Text shown:
- Opening Delimiter -


05 April 2007

such as it is

a few updates, uninspired though they may be.

* rotc: to provide further proof that i've lost my mind, i volunteered to chaperone on the rotc trip to d.c. at the end of april. should be quite the adventure. we're leaving on a wednesday morning, and not getting back till the next sunday evening. i will either have a fabulous time, or have killed somebody at the end. most likely the person who made the transportation decision: an activity bus. for nine hours each way. with 35 teenagers. all kidding aside, though, i'm probably one of the best people to go with them, because i know so much about what they'll be seeing.

* school: is school. this morning i officially told my principal that i wasn't coming back next year. it was hard. i almost started crying (though i think that's more from being hormonal, and not that i'm that attached to the school). i kind of feel like i'm letting everybody down, because they turned down so many other people, most of whom had a lot more experience than me. then i think of how nice it will be to go to work and not have to yell at teenagers all day, and i feel much better.

- Closing Delimiter -

Records:
- Opening Delimiter -

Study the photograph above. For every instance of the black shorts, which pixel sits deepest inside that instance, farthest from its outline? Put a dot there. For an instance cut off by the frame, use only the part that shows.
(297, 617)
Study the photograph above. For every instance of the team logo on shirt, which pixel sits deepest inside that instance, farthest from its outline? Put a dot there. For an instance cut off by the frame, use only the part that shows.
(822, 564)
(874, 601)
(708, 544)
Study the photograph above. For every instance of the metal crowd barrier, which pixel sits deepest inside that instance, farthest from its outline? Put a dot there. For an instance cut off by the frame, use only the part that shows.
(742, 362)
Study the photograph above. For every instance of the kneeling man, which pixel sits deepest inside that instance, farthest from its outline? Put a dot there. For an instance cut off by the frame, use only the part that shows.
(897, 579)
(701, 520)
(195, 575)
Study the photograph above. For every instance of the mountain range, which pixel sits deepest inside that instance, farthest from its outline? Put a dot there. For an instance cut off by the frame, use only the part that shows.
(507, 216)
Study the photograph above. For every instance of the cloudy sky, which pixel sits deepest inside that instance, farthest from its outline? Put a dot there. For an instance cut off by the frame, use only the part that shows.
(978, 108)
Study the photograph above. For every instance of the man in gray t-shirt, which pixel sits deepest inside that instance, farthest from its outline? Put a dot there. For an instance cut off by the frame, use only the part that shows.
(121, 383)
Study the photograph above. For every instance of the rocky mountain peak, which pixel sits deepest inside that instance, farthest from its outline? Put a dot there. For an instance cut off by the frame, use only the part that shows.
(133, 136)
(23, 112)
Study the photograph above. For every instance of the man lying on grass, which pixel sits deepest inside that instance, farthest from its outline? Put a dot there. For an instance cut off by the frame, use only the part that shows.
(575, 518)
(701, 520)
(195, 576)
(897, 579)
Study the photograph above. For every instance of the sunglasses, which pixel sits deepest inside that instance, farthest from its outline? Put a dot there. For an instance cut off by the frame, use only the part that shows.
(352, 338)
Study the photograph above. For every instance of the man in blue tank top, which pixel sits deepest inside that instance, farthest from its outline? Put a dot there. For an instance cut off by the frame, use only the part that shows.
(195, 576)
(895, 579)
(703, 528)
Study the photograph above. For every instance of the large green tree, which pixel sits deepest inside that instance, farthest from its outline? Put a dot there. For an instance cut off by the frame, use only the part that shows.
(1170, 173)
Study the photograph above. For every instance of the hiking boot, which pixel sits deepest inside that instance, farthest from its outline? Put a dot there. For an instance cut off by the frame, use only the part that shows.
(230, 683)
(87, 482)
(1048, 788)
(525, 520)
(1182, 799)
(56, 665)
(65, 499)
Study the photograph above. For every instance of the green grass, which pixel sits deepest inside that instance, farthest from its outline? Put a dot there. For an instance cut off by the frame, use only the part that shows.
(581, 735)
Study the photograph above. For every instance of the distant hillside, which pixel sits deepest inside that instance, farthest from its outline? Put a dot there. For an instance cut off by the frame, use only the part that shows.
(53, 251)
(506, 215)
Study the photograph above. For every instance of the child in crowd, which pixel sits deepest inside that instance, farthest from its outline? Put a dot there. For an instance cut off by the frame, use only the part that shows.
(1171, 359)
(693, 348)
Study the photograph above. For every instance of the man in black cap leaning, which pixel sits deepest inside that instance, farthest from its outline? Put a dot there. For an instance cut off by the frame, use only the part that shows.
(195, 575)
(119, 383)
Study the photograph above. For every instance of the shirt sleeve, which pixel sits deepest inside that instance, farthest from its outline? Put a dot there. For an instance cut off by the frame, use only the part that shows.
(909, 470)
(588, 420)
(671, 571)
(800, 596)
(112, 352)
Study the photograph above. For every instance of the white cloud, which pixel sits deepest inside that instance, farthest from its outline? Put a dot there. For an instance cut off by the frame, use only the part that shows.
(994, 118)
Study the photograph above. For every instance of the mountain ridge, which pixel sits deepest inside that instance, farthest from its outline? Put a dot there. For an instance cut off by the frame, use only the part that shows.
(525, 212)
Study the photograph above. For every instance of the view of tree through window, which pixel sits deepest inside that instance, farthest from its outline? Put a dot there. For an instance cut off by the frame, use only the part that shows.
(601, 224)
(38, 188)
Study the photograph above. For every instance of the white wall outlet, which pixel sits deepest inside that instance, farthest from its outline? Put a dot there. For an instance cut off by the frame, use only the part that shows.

- Closing Delimiter -

Directions for this task: Can you give the blog post again from the words "a few updates, uninspired" through "they'll be seeing.", changing "activity bus" to "school bus"? The lines have no connection to the blog post.

Result of this task:
a few updates, uninspired though they may be.

* rotc: to provide further proof that i've lost my mind, i volunteered to chaperone on the rotc trip to d.c. at the end of april. should be quite the adventure. we're leaving on a wednesday morning, and not getting back till the next sunday evening. i will either have a fabulous time, or have killed somebody at the end. most likely the person who made the transportation decision: an school bus. for nine hours each way. with 35 teenagers. all kidding aside, though, i'm probably one of the best people to go with them, because i know so much about what they'll be seeing.